Passage:

Continuous integration for your data

Primary LanguageJupyter NotebookMIT LicenseMIT


Continuous integration for your data

We do continuous integration on code. Why not data? Validata is a small package to run basic sanity checks on your data. I haven't found anything that aggregates all of these checks and tricks in one place.

There is only one method which is exposed, check(data,labels) (optionally taking data or labels). If any data check fails, it throws a well-named error, as well as hints for how you might fix the problem -- data covariance matrix ill-conditioned? Try whitening.

Initially, this will be a Python/NumPy only package running basic checks, but hopefully it becomes a resource of data sanity and sanitation checks. Still very much a work in progress.

Examples (some implemented, some not) include:

  • If your labels are one-hot, are you using all slots?
  • Is the covariance matrix of your data ill-conditioned?
  • Do you have any constant variables?
  • Can you train a classifier to distinguish train and test data, using whether they are in train or test as a label? Indicates different data distributions.
  • If you're using integer labels, are the unique labels contiguous?
  • Do you have just one unique label?
  • Is the data under different labels statistically separable?
  • If you have an old dataset and a new dataset (or two halves of the same dataset), is the distribution of each dimension stationary? Check for divergence with a KS test.
  • What else? I end up applying these tricks in a very ad hoc fashion, whenever a subtle bug pops up, and not rigorously before each project I tackle. I'd like to stuff all these tricks in one place, and run them like a unit test, or a continuous integration test, on data that I start working with.

Should probably also think about engarde

What to work on: Decide whether each statement agrees with the Validata description, answering yes or no and quoting the words that settle it: (a) Validata exposes only one method; (b) every check in its list is already implemented; (c) at first the package will support languages beyond Python. Please rely on the Validata description alone for what follows.

Stored data:
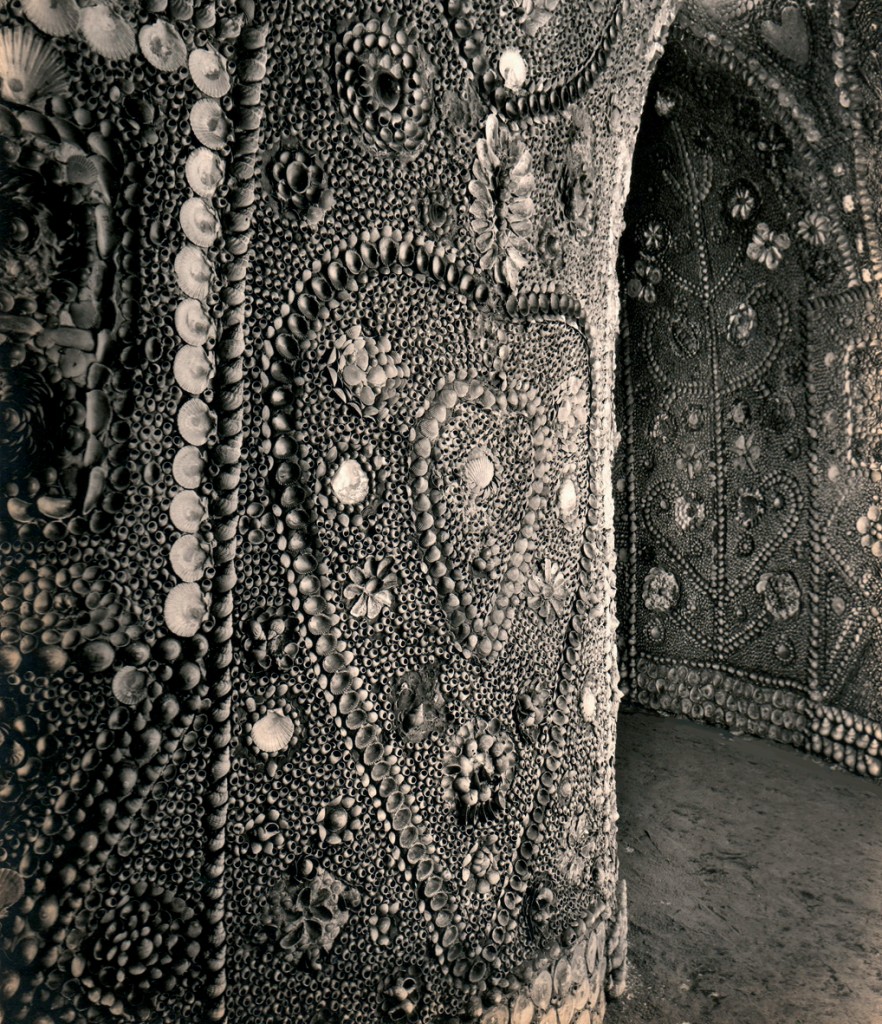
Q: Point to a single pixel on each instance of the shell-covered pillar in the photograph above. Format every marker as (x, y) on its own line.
(307, 314)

Answer to this exercise:
(a) Yes: "There is only one method which is exposed, check(data,labels)"
(b) No: "Examples (some implemented, some not) include:"
(c) No: "Initially, this will be a Python/NumPy only package running basic checks"